### Problems to work on
(a) Rewrite the paragraph beginning "In year's past" from the text on digital marketing in two sentences, keeping its main facts.
(b) What three steps made up the formulaic marketing process that the text on digital marketing says many companies once followed?

### Text
-*-*-

In year's past, companies that had a "digital" marketing strategy were trailblazers. They were exploring new methods of marketing that might someday become standards, albeit supplemental ones. But in today's era of fragmented television markets and the bankruptcy and splintering of print advertising outlets, the internet has become something more than a supplemental marketing resource for many firms: it has become the best method of generating sales.
Marketing had previously been a fairly formulaic process for many companies, especially larger ones. Hire an ad agency, develop some ad copy and messaging, and purchase big blocks of print and TV advertising. Even medium-sized firms began to get into the mix in an effort to "look big" and gain market share. Business-to-business or niche businesses were purchasing extensive repetitions of large ads in industry publications and attending all of the high-overhead conferences that supported these industries. Even small local retail or food service businesses took it for granted that posting ads in local publications was the only method of effectively expanding their markets.
Until recently, no one spent much time calculating the Return on Investment (ROI) of these types of marketing investments, as they represented the only option for most companies. But then a series of events came together that forever altered this paradigm:
1. Television channels multiplied, splintering the viewership and the marketing effectiveness of this type of advertising along with it. Youtube and other online video outlets further siphoned viewers from traditional television. The price for television advertising, however, did not undergo a parallel reduction in cost to advertisers.
2. Print outlets began to fail due to increasing competition from online outlets. Craig's List alone heavily diluted a fundamental source of ad revenue that had very little competition for many years: the newspaper classified ad. The general fragmentation of customer attention as well as specific online outlets of news and information caused a reduction in circulation of print media. But once again, the price for this type of advertising did not undergo a commensurate reduction in price.

-*-*-

### Provided material
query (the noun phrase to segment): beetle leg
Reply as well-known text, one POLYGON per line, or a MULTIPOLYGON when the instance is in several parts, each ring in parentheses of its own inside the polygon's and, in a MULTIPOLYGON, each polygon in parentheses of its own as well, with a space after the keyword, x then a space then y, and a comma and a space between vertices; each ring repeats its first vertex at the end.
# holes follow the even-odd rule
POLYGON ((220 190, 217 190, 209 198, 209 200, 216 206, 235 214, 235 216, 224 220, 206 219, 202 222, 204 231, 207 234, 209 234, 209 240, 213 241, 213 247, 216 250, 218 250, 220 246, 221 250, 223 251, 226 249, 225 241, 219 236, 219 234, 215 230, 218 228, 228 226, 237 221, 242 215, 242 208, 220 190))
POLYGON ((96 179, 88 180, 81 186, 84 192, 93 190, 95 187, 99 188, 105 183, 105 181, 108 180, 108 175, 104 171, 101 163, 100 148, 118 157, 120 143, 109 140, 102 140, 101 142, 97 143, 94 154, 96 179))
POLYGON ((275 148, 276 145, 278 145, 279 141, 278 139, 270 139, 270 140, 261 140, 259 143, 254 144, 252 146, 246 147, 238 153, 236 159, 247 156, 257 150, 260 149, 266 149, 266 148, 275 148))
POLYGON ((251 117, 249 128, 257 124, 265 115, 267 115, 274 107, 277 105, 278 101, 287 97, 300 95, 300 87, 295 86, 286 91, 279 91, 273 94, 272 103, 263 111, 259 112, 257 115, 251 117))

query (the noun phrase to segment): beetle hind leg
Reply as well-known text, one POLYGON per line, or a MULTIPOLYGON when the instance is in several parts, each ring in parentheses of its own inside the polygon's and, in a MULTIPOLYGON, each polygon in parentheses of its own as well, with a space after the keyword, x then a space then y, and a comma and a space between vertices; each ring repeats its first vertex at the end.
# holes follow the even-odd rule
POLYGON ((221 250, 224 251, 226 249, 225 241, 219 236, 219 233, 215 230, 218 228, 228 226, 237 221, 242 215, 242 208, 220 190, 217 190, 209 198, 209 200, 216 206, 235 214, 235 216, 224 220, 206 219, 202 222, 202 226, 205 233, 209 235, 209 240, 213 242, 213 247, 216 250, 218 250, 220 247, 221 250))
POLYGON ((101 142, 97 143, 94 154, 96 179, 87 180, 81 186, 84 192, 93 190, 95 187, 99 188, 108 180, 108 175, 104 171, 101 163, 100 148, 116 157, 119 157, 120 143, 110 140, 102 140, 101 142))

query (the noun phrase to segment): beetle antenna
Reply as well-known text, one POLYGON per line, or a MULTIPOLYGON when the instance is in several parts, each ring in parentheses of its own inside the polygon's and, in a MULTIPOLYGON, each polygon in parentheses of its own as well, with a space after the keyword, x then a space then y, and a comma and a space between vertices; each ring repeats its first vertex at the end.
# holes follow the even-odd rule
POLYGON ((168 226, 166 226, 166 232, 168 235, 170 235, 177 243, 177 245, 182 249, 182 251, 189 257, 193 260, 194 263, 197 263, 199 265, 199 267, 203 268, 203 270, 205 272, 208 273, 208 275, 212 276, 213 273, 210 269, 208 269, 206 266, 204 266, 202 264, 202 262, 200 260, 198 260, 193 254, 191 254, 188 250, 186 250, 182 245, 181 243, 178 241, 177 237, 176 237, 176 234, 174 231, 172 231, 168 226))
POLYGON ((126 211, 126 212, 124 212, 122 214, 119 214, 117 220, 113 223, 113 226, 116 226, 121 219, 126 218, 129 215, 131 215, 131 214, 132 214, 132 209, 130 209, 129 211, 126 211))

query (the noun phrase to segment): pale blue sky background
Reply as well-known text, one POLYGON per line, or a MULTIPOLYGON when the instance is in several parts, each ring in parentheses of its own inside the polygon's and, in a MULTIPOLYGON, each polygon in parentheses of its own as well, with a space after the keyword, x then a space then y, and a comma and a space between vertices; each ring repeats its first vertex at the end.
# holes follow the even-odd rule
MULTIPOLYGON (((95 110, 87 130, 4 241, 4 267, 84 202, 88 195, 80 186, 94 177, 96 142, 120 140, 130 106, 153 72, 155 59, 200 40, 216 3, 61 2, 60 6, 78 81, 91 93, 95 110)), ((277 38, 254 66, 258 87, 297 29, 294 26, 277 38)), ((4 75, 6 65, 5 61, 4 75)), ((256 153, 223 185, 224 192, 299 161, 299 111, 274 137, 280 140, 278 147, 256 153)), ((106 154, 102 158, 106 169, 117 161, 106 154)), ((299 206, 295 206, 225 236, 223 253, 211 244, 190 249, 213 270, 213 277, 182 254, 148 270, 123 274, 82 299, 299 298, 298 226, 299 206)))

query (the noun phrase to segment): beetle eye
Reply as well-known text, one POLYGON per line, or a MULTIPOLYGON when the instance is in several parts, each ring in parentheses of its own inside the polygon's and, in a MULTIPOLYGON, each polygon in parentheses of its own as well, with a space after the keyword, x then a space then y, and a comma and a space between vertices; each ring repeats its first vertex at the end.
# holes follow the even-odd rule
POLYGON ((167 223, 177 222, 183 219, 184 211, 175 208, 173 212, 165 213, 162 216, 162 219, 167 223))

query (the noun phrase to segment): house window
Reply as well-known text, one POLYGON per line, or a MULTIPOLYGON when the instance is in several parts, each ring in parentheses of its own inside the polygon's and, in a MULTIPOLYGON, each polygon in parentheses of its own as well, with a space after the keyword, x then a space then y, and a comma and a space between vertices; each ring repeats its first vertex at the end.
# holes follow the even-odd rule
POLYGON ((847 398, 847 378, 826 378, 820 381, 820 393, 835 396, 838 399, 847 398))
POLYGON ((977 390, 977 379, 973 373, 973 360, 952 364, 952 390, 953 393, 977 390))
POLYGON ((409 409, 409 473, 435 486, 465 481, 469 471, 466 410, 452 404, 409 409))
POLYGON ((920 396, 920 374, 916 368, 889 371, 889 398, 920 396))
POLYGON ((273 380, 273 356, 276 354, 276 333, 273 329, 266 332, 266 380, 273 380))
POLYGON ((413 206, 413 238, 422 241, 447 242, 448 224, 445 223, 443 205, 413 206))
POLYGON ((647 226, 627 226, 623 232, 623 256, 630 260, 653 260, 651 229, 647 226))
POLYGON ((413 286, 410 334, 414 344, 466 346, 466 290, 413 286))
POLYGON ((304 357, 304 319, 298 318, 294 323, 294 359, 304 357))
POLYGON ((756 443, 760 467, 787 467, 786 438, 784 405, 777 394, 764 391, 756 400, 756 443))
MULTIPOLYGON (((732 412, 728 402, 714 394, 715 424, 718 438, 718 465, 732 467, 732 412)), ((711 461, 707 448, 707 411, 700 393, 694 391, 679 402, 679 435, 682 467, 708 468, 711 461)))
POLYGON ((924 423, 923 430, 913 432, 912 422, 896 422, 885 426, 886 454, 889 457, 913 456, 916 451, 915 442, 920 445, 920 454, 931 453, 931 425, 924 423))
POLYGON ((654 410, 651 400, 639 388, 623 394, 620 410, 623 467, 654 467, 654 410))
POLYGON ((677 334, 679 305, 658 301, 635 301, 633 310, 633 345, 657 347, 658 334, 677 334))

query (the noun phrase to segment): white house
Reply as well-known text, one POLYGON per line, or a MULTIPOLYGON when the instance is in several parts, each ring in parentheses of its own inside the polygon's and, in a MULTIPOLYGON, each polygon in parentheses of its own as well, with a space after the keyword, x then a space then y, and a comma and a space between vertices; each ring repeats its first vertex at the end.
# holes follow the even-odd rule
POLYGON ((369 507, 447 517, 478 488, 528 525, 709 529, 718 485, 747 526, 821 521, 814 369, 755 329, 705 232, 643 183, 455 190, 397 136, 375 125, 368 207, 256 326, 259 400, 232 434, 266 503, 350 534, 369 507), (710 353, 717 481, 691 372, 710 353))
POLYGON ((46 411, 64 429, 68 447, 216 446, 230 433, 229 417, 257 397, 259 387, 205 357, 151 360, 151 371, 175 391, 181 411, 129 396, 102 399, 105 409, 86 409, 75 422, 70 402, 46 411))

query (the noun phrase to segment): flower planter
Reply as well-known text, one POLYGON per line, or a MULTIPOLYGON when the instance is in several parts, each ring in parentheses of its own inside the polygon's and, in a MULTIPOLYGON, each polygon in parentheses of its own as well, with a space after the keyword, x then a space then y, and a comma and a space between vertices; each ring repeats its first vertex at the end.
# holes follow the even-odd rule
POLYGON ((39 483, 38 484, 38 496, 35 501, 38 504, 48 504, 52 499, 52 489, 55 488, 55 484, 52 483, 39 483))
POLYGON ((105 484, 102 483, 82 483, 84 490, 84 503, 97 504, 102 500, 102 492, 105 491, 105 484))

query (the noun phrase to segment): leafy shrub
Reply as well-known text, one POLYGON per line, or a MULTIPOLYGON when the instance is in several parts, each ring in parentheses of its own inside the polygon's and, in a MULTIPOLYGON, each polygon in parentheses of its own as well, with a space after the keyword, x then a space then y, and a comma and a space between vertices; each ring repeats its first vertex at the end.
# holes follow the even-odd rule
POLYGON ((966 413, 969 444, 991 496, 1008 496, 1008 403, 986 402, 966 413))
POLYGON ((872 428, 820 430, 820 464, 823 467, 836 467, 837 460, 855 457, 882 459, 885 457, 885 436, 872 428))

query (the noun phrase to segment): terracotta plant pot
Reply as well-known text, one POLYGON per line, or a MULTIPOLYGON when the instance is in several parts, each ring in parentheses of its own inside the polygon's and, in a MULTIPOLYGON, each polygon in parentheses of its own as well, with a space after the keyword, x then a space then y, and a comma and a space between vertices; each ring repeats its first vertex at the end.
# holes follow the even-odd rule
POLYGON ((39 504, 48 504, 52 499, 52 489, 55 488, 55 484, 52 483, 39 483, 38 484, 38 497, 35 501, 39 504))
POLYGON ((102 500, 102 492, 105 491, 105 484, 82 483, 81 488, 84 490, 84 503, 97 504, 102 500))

-*-*-

### Answers in order
(a) Companies with a digital marketing strategy were once trailblazers, trying methods that might someday become supplemental standards. Now that television markets are fragmented and print advertising outlets have gone bankrupt or splintered, many firms find the internet is more than a supplement: it is their best way to generate sales.

(b)
- Hire an ad agency
- Develop some ad copy and messaging
- Purchase big blocks of print and TV advertising